- Requirement
Update the stretch of the records from the line containing "find the roof" through the end of the records by replacing "marker" with "point", leaving everything else unchanged. Reproduce only those lines.

===== Supplied material

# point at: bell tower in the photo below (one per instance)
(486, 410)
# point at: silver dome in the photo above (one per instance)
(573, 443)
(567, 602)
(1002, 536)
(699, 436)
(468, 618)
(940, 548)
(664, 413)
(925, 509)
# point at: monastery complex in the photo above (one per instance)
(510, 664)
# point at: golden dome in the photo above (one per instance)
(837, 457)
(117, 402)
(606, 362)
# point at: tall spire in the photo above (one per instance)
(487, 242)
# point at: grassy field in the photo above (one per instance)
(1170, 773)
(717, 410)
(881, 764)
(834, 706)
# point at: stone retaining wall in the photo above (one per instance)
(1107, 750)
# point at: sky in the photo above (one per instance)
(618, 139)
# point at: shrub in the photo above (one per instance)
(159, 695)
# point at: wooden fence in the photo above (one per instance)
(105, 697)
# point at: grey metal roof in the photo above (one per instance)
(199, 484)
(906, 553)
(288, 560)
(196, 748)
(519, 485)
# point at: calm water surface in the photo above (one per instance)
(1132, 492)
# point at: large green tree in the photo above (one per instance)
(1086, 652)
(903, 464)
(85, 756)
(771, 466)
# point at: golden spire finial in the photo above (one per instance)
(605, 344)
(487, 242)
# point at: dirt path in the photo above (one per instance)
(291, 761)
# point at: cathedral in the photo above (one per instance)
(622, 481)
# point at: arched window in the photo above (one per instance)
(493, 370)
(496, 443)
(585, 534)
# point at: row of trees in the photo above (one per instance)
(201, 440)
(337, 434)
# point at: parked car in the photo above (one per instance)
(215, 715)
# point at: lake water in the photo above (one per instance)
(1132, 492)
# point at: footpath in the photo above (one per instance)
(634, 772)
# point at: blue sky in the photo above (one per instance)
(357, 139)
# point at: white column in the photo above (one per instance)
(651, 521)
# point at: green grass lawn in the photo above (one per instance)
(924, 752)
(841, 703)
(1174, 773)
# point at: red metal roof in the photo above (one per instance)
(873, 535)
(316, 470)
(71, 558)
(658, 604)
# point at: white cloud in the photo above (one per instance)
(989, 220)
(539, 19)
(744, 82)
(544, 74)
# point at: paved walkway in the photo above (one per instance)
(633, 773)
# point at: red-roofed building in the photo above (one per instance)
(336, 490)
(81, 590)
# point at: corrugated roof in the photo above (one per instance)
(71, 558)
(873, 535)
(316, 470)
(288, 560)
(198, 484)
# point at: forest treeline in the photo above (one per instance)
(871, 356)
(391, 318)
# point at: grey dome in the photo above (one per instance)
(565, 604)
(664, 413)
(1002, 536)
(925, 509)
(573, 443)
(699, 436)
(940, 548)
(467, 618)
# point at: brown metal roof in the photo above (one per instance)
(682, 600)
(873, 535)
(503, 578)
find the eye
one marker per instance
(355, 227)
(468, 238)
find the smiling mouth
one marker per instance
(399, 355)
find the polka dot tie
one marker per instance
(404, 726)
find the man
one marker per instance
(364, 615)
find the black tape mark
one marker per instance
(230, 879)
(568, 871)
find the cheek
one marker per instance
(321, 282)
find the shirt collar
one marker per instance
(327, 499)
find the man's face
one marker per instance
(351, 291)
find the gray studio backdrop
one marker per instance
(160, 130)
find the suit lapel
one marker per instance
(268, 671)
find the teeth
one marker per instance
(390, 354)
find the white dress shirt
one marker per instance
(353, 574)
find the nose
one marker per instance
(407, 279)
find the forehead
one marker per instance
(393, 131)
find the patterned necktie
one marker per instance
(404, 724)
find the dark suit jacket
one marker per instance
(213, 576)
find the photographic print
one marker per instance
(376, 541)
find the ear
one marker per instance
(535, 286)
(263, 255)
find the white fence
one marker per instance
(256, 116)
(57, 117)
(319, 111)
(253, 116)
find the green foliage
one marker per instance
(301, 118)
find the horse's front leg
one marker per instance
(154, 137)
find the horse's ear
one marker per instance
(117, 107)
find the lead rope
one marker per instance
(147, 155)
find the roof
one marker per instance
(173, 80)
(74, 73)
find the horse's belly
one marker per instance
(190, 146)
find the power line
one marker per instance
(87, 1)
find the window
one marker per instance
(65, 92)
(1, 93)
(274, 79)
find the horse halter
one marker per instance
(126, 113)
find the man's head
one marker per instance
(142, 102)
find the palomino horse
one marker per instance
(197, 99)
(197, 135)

==========

- Correct result
find the roof
one point per instance
(173, 80)
(74, 73)
find the horse's belly
one point per instance
(190, 146)
find the power line
one point per instance
(87, 1)
find the window
one point per instance
(65, 92)
(1, 93)
(274, 79)
find the horse halter
one point per instance
(126, 113)
find the man's head
one point per instance
(142, 102)
find the palomino horse
one point per instance
(197, 99)
(197, 135)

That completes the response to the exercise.